**DIRECTION A**
In the records, from the start through the line containing "[[113, 129], [73, 197], [165, 245], [218, 194], [200, 172]]", replace "straight edges" with "straight sides" and leave every other part of those lines unchanged.

**SELECTED PASSAGE**
************

What wage will the firm offer when

i) There is no screening
ii) All agents are risk neutral
iii) There are two types of workers: p1=high prod p2=low prod and the proportion of high prod workers = θ

(verbal explanation and equation)

A

Firm offers wage = expected productivity

E(p) = θp1 + (1-θ)p2

18
Q

Why is there no wage dispersion when there is adverse selection?

(2 points)

A

If θ is high (many high prod workers) then the average wage is high. Everyone works for the same wage

If θ is low (few high prod workers) then average wage is close to p2, so only low prod workers participate, all earning the same wage

19
Q

What is adverse selection and why does is occur?

2 points

A

Where high productivity workers suffer because firms cannot distinguish them from low productivity workers

Occurs due to asymmetric information

20
Q

What are the benefits of signalling and screening?

A

It is one way to overcome adverse selection

21
Q

What 3 assumptions do we make for signalling?

Which one of these is potentially problematic?

A

Workers can signal their productivity by taking some level of education

It is cheaper for high prod workers to take education

Taking education does not increase productivity, it is just a signal [Potentially problematic]

22
Q

What potential equilibrium(s) can occur in a signalling world?

Explain. Where does wage dispersion occur?

A

2 equilibriums:

Separating: low-prod workers don’t take educ, high-prod workers do. Firms can tell them apart so there is wage dispersion

Pooling: All workers take the same level of education. Firms can’t tell them apart so all are paid the same wage i.e. no wage dispersion

23
Q

How does screening work?

A

Firms offer higher wages for more difficult jobs and lower wages for easier jobs. So workers self-select

24
Q

What equilibrium(s) can occur in a screening world?

Explain. Where does wage dispersion occur?

************

**RECORDS FOR THIS EXERCISE**
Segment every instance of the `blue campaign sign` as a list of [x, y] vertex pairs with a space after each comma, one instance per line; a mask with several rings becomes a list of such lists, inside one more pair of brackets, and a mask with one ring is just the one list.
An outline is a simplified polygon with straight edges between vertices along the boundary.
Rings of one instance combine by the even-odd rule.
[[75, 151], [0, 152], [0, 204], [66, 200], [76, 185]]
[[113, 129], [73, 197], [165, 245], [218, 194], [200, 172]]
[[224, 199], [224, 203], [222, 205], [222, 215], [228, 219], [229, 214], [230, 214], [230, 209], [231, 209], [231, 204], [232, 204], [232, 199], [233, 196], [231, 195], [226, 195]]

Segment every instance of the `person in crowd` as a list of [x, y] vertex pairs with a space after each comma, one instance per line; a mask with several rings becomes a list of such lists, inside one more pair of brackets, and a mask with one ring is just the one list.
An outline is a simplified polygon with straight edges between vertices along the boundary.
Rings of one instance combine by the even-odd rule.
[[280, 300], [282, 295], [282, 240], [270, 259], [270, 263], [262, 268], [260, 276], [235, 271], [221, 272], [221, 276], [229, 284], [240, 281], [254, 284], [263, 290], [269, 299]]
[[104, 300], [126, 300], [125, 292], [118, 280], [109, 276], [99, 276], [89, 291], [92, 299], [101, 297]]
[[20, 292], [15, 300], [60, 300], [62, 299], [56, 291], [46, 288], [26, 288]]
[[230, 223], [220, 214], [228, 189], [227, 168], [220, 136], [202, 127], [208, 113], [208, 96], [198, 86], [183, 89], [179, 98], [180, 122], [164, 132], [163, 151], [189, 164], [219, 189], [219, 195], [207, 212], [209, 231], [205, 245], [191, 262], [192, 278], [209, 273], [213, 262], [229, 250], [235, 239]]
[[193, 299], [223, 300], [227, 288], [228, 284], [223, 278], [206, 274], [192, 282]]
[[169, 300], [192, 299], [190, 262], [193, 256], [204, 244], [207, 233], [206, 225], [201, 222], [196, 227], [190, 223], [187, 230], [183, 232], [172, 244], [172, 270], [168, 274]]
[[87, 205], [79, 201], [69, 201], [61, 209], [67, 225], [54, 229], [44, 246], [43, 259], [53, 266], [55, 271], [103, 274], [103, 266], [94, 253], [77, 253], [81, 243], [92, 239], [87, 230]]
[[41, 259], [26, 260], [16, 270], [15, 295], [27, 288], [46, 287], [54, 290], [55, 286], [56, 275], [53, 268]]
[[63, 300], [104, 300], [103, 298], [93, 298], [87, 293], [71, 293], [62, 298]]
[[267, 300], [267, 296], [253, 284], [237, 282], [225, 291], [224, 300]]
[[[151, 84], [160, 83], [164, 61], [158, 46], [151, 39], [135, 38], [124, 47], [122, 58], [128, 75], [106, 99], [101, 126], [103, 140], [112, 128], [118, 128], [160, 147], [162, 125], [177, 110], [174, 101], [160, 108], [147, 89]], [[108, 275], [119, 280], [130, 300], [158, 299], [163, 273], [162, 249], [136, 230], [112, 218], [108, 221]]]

************

**DIRECTION B**
Answer these from the notes on adverse selection, signalling and screening:
(i) When there is no screening and all agents are risk neutral, what wage does the firm offer?
(ii) What is adverse selection said to occur due to?
(iii) Under screening, how do firms set wages for difficult and easy jobs?

**COMPLETE RESPONSE A**
Segment every instance of the `blue campaign sign` as a list of [x, y] vertex pairs with a space after each comma, one instance per line; a mask with several rings becomes a list of such lists, inside one more pair of brackets, and a mask with one ring is just the one list.
An outline is a simplified polygon with straight sides between vertices along the boundary.
Rings of one instance combine by the even-odd rule.
[[75, 151], [0, 152], [0, 204], [66, 200], [76, 185]]
[[113, 129], [73, 197], [165, 245], [218, 194], [200, 172]]

**COMPLETE RESPONSE B**
(i) A wage equal to expected productivity: E(p) = θp1 + (1-θ)p2.
(ii) Asymmetric information.
(iii) Firms offer higher wages for more difficult jobs and lower wages for easier jobs, so workers self-select.